Work required: In the answer, each line must appear exactly as in the records, and no picture may appear.

Given information:
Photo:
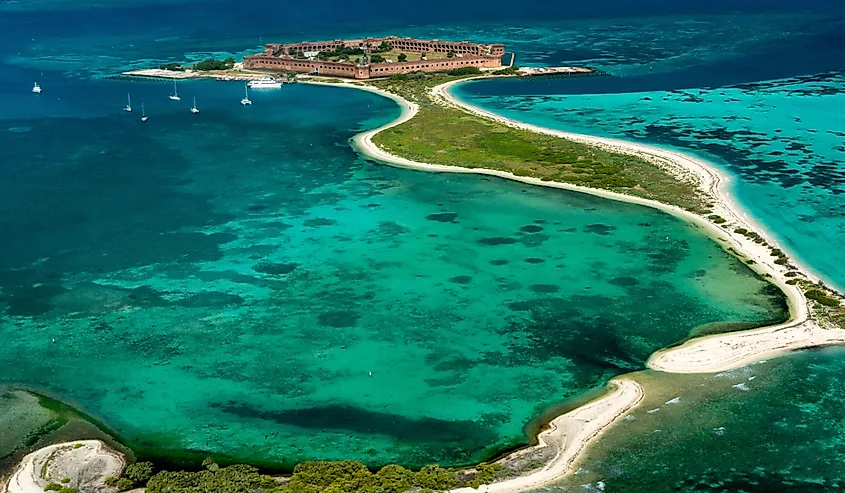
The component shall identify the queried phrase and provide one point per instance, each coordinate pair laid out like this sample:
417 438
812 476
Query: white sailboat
175 95
245 101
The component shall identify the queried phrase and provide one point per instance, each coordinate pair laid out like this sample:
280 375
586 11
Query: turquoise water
239 283
779 139
773 426
223 284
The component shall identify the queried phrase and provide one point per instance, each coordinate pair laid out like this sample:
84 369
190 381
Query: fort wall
283 57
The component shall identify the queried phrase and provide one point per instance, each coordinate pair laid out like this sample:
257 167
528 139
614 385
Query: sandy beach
568 434
702 355
86 463
708 354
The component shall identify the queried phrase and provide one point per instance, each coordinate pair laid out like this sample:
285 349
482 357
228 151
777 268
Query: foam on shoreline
707 354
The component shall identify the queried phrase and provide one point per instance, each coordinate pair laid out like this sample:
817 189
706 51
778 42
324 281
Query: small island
437 132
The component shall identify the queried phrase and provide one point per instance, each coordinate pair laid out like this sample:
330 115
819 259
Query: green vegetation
135 475
215 64
484 474
450 136
822 298
318 477
59 488
171 66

Task output:
Photo:
The component shall identify the queried phrase and provide one point per instance, each coordinate pair laid out like this sample:
417 438
812 476
Query: white sailboat
175 95
245 101
The component shall identify the queried phrase and provide one point per instance, each coordinate pair laid out like this sample:
280 375
586 11
Query: turquoise water
239 283
779 139
773 426
223 284
The component shall identify the queried phrase and provide one point per instance, each coordinate pair laid out like this sample:
84 369
190 381
Query: fort wall
283 57
The component shall identify the queried phrase and provide one point per instance, each coordinate pair laid out like this sample:
257 167
528 139
614 385
Query: sandy beach
568 434
702 355
86 463
708 354
The component shall identify the queried phrase and provide one point per instance, each coordinate pair laid out like this sample:
285 349
482 357
228 151
777 268
Query: foam on shoreline
707 354
The component shall identify the queried phrase and provide one point per instance, each coordinate pair laid out like this sample:
817 189
706 51
778 42
324 281
Query: small island
437 132
The component shall identify the queried phrase and provide one point per instance, each coordinate pair laid out like this sample:
330 115
819 259
Query: green vegetation
135 475
215 64
484 474
450 136
822 298
318 477
59 488
171 66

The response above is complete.